---------- INPUT ROWS ----------

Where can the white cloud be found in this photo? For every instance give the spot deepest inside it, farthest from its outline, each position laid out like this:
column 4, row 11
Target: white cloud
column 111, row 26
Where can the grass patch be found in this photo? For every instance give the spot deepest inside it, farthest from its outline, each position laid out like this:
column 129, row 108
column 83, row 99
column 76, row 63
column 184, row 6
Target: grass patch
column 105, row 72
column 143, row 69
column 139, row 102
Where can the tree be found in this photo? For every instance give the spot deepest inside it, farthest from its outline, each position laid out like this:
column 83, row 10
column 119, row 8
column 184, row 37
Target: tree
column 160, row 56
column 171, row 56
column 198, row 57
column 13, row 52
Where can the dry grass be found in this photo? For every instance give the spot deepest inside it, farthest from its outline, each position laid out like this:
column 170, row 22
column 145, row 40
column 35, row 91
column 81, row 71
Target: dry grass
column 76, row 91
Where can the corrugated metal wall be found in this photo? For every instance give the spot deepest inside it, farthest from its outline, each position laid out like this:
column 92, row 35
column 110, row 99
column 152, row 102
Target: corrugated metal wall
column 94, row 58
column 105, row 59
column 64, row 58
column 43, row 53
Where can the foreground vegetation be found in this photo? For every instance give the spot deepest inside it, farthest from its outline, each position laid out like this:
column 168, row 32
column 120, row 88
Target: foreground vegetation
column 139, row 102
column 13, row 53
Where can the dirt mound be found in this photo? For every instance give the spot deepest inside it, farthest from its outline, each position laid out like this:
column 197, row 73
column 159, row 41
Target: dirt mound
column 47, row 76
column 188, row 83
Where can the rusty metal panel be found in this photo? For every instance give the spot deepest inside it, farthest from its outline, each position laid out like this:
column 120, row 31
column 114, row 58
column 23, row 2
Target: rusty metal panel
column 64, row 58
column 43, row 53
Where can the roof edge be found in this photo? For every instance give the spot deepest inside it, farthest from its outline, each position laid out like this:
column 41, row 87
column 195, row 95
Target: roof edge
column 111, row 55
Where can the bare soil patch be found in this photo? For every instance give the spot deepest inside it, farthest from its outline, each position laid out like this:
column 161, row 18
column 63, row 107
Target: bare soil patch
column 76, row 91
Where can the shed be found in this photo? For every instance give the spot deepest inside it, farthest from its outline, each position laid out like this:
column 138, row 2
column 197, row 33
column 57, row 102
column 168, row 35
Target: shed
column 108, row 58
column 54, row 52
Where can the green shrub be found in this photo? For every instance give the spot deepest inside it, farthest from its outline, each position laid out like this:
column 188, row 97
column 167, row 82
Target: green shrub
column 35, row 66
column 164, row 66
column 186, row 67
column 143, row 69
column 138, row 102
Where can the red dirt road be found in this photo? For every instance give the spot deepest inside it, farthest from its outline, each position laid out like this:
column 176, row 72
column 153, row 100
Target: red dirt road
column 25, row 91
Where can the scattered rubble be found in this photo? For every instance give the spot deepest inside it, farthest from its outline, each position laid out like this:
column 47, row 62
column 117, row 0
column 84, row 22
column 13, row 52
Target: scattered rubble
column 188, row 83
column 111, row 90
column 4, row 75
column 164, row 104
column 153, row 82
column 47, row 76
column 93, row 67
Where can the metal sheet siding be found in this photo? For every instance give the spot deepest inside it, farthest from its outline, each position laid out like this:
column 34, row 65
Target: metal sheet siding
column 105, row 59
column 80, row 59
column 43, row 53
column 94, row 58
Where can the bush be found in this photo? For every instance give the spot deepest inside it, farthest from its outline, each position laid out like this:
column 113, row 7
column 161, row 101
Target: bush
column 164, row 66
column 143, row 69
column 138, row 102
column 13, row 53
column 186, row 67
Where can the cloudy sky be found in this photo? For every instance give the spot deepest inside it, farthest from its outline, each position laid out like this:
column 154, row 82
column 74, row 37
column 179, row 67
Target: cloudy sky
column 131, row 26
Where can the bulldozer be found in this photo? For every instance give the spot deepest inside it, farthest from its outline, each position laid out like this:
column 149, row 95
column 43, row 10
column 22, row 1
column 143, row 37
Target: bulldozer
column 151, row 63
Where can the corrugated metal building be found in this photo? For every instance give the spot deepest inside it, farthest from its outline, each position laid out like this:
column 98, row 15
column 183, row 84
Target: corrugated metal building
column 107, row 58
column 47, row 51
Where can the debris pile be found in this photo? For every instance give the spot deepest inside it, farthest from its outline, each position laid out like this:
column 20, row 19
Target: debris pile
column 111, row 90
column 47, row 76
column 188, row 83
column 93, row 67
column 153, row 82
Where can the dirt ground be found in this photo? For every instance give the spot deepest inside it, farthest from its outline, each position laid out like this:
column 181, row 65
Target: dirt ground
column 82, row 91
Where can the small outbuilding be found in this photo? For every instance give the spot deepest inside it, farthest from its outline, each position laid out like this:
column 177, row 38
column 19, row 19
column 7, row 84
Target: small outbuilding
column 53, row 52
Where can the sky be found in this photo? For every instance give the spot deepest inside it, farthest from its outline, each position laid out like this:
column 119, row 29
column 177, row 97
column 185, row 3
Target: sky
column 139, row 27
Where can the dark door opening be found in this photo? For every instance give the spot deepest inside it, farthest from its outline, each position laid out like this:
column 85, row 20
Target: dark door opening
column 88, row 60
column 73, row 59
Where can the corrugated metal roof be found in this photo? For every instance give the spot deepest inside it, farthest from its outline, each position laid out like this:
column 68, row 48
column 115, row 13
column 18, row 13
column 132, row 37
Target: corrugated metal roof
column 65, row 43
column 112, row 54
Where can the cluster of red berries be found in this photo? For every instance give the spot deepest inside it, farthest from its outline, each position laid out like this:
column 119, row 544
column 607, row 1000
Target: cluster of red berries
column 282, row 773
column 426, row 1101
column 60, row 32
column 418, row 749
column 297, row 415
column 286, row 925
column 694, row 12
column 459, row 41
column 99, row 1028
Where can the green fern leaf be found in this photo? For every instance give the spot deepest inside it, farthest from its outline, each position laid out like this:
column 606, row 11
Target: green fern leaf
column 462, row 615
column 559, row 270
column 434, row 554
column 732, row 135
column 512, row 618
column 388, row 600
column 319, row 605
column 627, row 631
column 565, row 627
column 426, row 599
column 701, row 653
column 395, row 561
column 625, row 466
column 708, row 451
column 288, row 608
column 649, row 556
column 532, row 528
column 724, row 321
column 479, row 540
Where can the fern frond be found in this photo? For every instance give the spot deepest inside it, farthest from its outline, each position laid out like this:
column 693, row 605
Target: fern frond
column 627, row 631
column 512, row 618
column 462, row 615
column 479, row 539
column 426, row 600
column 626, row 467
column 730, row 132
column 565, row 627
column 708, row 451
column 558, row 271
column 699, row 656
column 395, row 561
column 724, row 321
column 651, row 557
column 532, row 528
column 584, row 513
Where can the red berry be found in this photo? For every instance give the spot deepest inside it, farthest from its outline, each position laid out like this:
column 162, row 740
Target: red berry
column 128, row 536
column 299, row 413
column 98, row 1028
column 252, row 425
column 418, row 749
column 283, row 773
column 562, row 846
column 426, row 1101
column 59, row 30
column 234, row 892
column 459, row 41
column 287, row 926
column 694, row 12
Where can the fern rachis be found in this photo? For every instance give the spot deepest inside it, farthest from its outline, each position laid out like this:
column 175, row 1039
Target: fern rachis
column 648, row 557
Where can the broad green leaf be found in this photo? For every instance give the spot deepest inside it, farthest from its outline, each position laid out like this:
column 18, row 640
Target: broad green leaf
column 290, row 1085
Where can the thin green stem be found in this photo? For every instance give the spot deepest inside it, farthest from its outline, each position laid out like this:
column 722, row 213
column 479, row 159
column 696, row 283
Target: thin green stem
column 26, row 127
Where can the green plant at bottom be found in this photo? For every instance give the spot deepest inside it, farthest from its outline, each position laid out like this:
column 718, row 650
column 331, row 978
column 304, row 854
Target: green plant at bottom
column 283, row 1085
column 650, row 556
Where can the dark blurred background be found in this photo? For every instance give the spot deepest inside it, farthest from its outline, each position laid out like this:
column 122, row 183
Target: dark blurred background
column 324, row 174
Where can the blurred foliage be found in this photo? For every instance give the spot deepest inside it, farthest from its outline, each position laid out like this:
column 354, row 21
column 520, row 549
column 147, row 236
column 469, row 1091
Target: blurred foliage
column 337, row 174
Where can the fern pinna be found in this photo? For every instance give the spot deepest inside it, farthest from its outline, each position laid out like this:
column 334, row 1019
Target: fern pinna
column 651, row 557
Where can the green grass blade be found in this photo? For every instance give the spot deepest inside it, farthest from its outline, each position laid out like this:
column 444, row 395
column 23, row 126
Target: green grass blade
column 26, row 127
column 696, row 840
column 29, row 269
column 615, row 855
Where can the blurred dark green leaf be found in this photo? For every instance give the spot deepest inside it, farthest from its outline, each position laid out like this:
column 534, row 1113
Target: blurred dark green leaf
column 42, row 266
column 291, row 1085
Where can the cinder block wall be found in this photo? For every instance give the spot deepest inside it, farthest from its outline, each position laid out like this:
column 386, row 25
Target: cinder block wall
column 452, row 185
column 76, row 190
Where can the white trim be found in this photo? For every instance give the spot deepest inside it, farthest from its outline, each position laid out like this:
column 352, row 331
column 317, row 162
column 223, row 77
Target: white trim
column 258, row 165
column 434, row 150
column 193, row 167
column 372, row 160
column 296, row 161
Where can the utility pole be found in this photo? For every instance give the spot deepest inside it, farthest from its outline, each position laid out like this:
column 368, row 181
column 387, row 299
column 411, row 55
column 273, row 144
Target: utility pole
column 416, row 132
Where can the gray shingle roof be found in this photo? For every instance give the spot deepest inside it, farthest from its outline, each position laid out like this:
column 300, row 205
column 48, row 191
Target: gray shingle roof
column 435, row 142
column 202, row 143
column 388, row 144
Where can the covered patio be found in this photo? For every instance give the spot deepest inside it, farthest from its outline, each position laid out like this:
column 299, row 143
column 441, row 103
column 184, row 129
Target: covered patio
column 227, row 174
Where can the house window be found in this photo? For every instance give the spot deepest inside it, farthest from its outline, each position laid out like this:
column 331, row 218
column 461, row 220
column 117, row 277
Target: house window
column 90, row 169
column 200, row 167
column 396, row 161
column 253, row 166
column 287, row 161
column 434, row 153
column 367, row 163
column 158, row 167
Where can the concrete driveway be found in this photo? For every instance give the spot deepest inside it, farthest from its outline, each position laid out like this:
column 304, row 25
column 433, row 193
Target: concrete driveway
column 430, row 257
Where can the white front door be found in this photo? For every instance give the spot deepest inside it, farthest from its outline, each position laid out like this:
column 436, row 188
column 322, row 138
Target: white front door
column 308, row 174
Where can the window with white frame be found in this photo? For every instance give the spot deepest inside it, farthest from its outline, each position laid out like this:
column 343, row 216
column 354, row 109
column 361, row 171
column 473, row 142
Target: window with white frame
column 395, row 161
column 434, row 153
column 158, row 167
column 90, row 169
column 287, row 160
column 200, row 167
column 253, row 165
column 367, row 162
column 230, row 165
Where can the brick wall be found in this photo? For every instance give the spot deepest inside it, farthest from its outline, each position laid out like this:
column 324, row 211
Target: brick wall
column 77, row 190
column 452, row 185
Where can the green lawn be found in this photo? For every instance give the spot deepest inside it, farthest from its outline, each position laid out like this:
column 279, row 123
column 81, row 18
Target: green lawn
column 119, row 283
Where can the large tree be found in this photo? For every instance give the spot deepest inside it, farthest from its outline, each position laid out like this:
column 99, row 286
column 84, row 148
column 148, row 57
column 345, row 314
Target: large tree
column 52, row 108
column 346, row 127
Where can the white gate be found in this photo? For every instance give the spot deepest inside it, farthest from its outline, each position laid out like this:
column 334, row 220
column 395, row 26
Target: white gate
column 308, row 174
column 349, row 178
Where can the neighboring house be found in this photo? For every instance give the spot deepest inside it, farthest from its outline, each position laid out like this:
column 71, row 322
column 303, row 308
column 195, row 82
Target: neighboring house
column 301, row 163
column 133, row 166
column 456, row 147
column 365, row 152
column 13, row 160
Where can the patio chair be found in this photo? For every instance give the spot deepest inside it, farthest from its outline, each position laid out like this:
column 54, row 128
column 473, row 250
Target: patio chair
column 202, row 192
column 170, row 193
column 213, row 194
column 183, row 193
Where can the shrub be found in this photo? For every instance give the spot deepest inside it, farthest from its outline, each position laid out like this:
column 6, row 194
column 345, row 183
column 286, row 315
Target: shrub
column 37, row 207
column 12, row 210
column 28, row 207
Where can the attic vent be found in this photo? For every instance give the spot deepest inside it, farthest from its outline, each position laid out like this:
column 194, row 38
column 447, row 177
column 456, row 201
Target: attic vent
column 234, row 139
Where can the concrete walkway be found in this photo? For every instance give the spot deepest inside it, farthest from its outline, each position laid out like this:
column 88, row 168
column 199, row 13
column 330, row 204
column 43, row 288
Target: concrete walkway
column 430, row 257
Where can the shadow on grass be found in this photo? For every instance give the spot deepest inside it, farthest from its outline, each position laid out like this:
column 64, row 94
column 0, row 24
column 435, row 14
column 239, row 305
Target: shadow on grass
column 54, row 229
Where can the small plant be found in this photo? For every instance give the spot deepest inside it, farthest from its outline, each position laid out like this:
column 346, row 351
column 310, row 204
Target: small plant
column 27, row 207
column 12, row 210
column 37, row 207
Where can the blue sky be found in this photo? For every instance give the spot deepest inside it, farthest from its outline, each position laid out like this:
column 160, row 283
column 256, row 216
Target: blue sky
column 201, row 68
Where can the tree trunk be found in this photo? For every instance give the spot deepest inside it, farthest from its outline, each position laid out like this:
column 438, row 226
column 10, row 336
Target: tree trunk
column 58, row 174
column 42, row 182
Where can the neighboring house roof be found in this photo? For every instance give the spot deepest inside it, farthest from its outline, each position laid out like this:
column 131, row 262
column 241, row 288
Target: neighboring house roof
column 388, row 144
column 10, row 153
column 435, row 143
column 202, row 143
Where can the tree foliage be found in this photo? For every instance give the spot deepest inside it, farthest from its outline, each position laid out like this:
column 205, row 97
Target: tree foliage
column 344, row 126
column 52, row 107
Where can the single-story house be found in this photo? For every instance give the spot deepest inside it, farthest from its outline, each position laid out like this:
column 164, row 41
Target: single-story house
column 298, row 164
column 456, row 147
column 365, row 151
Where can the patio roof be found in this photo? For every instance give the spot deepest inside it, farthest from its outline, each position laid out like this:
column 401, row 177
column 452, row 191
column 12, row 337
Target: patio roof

----------

### STATED PROBLEM
Can you duplicate the material above word for word, from the line with "Where can the roof" to the line with "column 111, row 55"?

### RESULT OF THE EXERCISE
Where can the roof edge be found in this photo? For every instance give the spot deepest inside it, farthest from its outline, each position laid out like this:
column 41, row 87
column 195, row 95
Target: roof edge
column 111, row 55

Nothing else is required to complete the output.